Directions: Render the records below as a JSON list of strings, one string per line with blank lines omitted, starting at the line containing "In the photo above, where can the black ladder" and ending at the last line of the records, both included.

Data:

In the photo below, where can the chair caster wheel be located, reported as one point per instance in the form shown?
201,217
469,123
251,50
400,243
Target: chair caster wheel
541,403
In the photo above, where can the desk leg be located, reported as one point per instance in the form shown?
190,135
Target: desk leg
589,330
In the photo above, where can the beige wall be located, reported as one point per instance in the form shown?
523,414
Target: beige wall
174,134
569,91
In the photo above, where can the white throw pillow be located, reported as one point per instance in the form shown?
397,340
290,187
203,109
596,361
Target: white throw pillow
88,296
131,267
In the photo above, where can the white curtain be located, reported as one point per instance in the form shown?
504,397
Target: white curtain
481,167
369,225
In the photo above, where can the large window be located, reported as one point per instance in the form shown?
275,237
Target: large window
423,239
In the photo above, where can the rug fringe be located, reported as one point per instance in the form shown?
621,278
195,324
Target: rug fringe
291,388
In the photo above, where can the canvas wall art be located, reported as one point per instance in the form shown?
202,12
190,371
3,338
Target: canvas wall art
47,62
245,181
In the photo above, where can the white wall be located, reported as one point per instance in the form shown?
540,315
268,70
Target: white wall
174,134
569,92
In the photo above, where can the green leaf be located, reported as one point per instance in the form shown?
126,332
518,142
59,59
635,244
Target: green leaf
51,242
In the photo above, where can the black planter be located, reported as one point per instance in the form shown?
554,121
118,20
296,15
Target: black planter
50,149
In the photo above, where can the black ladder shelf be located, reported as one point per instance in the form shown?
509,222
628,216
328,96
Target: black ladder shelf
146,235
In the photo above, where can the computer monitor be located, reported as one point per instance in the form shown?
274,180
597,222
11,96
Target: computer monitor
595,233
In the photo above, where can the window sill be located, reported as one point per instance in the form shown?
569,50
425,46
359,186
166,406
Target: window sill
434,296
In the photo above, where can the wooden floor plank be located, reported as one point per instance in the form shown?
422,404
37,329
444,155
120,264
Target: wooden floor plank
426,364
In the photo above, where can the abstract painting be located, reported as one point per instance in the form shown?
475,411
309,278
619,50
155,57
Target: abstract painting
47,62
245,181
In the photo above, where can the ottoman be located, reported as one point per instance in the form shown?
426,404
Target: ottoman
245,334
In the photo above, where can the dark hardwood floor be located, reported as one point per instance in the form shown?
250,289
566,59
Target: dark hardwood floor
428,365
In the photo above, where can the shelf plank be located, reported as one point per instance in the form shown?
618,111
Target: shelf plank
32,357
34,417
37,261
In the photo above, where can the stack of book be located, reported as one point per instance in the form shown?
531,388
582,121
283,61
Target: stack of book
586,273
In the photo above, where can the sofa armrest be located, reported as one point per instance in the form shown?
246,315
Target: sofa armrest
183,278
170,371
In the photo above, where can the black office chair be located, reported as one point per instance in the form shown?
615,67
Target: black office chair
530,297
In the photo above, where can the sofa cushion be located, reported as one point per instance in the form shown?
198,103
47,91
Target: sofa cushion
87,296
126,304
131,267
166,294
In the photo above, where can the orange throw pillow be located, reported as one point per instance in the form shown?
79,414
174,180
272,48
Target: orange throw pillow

Result of this task:
[
  "In the photo above, where can the black ladder shelf be located, reported as one point per instance in the form shown?",
  "509,222",
  "628,216",
  "328,96",
  "Target: black ladder shelf",
  "146,235",
  "In the photo above, where can the computer monitor be located, reported as one point per instance in the form shown?",
  "274,180",
  "597,222",
  "11,96",
  "Target: computer monitor",
  "595,233",
  "In the photo above, where can the window sill be located, reported as one point per instance in the form shown?",
  "569,50",
  "425,46",
  "359,186",
  "166,406",
  "Target: window sill",
  "434,296",
  "In the photo above, where can the wooden floor plank be located, reported as one point per instance in the form shown?",
  "422,404",
  "37,329",
  "444,155",
  "120,264",
  "Target: wooden floor plank",
  "426,364",
  "In the photo above, where can the abstract painting be located, reported as one point per instance in the form shown?",
  "475,411",
  "309,278",
  "619,50",
  "155,57",
  "Target: abstract painting",
  "47,62",
  "245,181",
  "In the photo above, where can the ottoman be located, reported as one point per instance in the form shown?",
  "426,404",
  "Target: ottoman",
  "245,334",
  "In the photo above, where can the dark hardwood floor be located, reported as one point per instance in the form shown?",
  "250,289",
  "566,59",
  "Target: dark hardwood floor",
  "428,365",
  "In the photo above, where can the shelf plank be located, reported as one point per instance in the form shown?",
  "618,111",
  "Target: shelf plank",
  "32,357",
  "34,417",
  "37,261",
  "In the photo above, where can the stack of book be located, reported as one point per instance in the form shown?",
  "531,388",
  "582,121",
  "283,61",
  "Target: stack of book",
  "586,273",
  "In the photo above, where can the sofa armrest be located, reported as one point per instance in the form shown?",
  "246,315",
  "Target: sofa armrest",
  "183,278",
  "170,371",
  "In the photo above, where can the black office chair be located, reported as one point per instance in the form shown?",
  "615,67",
  "Target: black office chair",
  "530,297",
  "In the photo above, where can the sofa cushion be located, reported as one point per instance in the form shown?",
  "198,103",
  "47,91",
  "Target: sofa cushion",
  "87,296",
  "126,304",
  "131,267",
  "166,294",
  "In the photo above, where can the orange throw pillow be located, reported as one point per instance in the form shown?",
  "79,414",
  "174,180",
  "272,48",
  "Target: orange throw pillow"
]